Tally the lines in the records below that contain the string "yellow", treating uppercase and lowercase as different, and reply with that number alone.

** Recorded information **
* * * * * * * * *

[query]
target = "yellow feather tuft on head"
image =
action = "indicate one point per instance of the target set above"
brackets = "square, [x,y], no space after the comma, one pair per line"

* * * * * * * * *

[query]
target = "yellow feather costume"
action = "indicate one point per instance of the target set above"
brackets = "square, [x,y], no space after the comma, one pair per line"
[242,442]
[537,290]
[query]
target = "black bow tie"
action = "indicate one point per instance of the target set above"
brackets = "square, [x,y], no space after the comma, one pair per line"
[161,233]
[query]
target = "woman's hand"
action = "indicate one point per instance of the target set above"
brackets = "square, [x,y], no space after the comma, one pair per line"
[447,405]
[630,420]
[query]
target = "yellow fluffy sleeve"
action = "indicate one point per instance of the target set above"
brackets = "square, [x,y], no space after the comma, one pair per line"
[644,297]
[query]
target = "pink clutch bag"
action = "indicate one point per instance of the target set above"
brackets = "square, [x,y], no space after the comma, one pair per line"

* * * * * * * * *

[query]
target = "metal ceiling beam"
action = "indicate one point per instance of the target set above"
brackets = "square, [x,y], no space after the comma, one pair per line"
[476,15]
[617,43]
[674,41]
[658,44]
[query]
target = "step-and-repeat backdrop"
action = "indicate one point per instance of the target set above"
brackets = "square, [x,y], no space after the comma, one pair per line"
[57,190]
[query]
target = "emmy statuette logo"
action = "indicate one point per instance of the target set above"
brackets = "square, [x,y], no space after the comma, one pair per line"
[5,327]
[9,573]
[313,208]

* * * * * * * * *

** In response **
3